» **Descrizione compito**
Esprimi come tabella Markdown, con le colonne Nr e Testo, il tratto dalla riga che contiene "Target: <item>bed footboard</item>" fino a quella che contiene "Outlines of the <item>bed", estremi inclusi, omettendo le righe vuote.

» **Dati esercizio**

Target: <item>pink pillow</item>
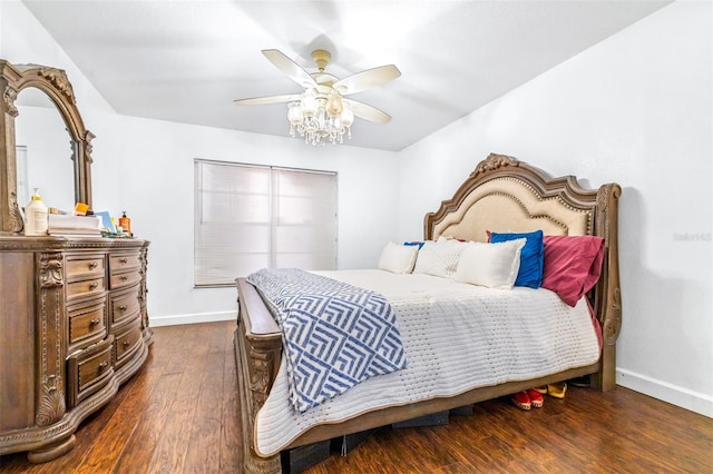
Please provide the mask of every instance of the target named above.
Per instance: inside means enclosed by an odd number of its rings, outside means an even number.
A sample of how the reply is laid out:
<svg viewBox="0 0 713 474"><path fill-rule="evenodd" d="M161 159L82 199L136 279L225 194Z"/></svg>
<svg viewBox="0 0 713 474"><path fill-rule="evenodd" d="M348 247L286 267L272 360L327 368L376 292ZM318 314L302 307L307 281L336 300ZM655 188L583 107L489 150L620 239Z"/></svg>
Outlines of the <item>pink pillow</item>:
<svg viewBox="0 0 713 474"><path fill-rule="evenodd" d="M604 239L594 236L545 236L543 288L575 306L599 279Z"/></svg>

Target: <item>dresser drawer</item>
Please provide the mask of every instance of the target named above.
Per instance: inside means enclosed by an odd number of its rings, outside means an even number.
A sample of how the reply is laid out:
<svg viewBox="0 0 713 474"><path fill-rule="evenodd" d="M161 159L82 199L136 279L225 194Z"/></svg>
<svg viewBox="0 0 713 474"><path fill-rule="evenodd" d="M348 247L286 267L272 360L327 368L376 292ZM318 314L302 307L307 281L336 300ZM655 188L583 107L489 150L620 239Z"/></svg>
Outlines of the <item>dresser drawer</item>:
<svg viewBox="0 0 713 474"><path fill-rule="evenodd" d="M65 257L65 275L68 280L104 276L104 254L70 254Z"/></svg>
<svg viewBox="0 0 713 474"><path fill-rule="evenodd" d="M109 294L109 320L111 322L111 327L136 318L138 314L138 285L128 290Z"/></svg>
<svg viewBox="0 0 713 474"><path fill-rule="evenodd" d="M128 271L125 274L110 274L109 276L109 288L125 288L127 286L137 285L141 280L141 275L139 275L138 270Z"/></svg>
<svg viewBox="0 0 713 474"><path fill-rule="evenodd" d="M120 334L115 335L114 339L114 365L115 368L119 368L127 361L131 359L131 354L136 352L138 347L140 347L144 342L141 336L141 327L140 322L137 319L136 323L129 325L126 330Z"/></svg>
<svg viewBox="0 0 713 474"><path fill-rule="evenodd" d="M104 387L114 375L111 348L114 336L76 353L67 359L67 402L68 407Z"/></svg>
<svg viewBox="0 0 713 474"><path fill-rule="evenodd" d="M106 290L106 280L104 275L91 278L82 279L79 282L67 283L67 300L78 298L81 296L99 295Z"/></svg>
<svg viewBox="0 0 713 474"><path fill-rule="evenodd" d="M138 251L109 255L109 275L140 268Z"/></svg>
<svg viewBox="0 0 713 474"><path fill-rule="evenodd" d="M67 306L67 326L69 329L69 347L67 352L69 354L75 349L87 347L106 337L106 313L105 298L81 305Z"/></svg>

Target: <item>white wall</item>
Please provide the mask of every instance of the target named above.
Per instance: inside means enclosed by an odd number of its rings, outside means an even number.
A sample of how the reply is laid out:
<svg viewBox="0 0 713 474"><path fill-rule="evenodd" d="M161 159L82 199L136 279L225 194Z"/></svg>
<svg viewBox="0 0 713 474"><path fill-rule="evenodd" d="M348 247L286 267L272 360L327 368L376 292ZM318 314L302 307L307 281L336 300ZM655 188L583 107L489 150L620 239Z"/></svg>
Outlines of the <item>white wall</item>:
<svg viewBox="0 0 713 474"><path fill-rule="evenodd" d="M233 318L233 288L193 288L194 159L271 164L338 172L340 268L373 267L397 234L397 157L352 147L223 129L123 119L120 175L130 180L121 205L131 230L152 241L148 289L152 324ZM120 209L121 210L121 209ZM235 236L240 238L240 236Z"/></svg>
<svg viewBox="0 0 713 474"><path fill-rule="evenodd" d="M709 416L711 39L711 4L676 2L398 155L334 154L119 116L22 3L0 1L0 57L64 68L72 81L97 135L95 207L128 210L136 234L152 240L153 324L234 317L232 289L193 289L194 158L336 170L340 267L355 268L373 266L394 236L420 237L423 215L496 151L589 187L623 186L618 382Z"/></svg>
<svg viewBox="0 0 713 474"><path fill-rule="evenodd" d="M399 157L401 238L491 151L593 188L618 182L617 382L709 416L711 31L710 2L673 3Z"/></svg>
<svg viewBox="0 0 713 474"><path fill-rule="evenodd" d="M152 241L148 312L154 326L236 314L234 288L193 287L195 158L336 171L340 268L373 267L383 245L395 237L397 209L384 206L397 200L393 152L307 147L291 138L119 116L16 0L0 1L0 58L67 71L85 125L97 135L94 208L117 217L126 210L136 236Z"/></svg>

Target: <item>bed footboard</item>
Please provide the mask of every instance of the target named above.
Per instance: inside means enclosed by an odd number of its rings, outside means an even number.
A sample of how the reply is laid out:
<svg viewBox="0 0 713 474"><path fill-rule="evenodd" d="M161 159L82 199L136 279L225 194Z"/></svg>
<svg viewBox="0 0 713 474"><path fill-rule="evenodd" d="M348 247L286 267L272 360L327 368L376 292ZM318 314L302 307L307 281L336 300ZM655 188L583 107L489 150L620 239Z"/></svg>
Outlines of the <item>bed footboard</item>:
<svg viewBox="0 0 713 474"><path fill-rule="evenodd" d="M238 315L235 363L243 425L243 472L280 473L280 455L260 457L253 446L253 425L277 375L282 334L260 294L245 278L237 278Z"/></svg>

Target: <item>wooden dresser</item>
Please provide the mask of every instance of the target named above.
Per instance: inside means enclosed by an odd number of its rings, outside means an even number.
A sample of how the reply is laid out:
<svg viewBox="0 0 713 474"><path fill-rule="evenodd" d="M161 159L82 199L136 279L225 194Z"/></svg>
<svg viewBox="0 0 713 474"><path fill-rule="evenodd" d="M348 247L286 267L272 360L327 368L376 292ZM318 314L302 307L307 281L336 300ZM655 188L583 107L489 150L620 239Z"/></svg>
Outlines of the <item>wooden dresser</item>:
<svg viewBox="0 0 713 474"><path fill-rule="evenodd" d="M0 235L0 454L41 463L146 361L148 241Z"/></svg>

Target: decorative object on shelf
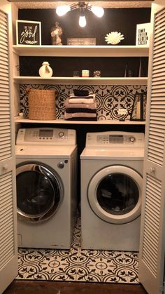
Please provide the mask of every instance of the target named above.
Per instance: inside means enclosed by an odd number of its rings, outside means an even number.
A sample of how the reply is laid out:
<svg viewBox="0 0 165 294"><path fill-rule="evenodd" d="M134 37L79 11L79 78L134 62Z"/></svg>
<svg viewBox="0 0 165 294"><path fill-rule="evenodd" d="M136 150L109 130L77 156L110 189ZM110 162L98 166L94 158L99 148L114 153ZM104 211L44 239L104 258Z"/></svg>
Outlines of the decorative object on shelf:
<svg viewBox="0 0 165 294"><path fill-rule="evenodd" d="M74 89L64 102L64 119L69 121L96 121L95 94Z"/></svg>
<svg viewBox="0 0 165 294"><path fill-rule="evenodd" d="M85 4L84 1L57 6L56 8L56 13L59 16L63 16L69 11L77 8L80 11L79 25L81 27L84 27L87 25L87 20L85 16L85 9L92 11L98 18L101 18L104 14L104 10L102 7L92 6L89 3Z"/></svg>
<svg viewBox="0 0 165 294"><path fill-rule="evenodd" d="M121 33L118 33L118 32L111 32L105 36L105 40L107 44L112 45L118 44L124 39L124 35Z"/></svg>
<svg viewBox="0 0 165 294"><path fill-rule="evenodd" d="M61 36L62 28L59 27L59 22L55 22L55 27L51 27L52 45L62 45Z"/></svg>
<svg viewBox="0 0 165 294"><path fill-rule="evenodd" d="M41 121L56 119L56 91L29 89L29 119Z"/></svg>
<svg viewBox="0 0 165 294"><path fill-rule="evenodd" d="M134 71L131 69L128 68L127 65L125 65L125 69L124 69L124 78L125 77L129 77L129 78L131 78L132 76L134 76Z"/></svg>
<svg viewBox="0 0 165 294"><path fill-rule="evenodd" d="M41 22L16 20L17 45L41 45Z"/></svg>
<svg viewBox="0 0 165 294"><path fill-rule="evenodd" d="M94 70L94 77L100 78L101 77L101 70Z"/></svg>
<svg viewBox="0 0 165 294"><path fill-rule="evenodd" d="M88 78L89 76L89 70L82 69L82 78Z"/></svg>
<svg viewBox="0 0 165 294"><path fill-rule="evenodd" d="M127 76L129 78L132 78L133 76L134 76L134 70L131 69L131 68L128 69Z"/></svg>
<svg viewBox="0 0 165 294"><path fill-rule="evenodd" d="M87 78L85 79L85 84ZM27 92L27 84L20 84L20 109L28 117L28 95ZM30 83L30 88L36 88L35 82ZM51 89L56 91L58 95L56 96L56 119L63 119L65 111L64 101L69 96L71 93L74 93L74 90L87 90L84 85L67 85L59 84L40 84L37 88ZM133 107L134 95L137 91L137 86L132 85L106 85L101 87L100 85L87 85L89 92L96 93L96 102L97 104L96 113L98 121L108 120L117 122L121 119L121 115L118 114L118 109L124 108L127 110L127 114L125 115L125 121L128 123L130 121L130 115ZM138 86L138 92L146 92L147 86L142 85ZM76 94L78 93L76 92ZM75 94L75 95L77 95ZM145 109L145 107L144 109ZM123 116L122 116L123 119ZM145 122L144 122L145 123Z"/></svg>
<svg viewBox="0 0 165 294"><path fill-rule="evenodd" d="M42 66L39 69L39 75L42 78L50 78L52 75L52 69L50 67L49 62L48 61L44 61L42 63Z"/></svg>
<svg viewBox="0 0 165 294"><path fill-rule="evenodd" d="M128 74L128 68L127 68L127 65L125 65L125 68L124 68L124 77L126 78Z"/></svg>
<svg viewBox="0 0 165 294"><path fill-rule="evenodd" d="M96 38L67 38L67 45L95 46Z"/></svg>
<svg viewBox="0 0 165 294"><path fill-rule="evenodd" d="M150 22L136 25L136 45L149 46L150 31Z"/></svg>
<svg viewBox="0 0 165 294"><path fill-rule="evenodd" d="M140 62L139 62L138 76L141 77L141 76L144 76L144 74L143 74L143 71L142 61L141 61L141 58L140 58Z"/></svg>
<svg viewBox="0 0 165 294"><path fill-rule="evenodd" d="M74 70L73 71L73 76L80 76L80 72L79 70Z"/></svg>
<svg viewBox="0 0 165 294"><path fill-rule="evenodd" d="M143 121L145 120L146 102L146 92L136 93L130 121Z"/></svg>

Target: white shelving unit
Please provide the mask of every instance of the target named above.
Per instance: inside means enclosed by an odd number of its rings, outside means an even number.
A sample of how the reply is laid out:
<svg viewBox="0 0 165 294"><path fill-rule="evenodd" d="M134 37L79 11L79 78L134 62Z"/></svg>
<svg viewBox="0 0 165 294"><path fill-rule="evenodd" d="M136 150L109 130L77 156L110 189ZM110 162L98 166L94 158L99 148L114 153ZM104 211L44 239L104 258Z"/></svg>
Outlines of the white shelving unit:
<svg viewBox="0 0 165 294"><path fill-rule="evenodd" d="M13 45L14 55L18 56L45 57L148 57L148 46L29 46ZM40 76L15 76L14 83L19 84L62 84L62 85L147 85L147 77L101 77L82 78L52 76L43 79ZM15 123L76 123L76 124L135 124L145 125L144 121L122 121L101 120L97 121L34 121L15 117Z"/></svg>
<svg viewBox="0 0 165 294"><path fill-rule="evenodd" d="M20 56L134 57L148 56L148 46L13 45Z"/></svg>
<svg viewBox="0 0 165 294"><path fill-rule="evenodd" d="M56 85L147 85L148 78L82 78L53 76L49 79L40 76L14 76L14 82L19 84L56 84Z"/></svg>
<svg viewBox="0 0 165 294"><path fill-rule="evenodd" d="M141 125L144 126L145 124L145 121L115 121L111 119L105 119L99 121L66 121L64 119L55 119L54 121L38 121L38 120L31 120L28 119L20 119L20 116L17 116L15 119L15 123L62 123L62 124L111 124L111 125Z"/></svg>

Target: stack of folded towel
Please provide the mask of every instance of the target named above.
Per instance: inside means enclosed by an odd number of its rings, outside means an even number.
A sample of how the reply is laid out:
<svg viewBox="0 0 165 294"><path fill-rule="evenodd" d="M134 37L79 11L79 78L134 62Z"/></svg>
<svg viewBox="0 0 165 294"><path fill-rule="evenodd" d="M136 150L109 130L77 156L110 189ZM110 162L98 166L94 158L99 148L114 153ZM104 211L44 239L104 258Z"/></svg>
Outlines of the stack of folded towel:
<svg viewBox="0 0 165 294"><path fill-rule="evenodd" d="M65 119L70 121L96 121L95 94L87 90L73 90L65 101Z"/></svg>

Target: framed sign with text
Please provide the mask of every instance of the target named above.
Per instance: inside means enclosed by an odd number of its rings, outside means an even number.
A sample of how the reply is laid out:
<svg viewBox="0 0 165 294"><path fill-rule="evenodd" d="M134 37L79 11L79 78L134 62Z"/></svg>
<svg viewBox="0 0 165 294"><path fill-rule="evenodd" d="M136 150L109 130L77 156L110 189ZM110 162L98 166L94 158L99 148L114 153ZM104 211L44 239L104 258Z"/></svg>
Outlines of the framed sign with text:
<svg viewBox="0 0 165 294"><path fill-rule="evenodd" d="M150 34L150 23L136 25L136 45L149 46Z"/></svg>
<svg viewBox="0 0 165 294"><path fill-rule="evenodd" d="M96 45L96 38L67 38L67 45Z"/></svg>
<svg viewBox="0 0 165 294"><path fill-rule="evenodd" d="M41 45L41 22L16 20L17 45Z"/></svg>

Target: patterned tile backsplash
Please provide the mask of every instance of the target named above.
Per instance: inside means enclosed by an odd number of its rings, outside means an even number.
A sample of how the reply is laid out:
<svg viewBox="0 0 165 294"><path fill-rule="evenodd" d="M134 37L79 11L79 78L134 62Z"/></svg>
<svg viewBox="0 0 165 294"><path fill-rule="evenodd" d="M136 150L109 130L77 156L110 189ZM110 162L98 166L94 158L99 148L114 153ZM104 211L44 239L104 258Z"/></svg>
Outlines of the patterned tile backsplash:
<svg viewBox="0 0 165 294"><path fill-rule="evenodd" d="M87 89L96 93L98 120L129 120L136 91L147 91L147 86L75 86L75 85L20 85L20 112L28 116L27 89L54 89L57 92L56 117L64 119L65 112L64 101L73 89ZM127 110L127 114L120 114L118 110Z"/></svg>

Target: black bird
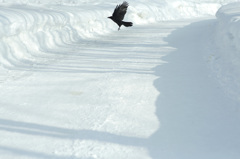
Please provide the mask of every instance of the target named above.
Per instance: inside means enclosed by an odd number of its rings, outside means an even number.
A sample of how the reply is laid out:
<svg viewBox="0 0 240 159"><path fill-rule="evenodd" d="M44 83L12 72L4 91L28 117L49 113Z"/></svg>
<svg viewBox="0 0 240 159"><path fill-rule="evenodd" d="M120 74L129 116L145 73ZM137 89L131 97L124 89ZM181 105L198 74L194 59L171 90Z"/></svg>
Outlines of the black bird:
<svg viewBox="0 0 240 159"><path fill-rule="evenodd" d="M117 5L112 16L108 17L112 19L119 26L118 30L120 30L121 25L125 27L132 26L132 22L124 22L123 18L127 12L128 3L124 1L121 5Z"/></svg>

» **Risultato finale**
| Nr | Testo |
|---|---|
| 1 | Target: <item>bed footboard</item> |
| 2 | Please provide the mask of every instance of the target named above. |
| 3 | Per instance: inside means enclosed by an odd number of its rings, outside means an even number. |
| 4 | A sample of how the reply is laid out: |
| 5 | <svg viewBox="0 0 713 474"><path fill-rule="evenodd" d="M161 159L82 199L136 279L225 194Z"/></svg> |
| 6 | <svg viewBox="0 0 713 474"><path fill-rule="evenodd" d="M348 247L286 267L272 360L327 368L376 292ZM318 314L302 307L307 281L336 300ZM655 188L583 107L489 150L620 239Z"/></svg> |
| 7 | Outlines of the <item>bed footboard</item>: |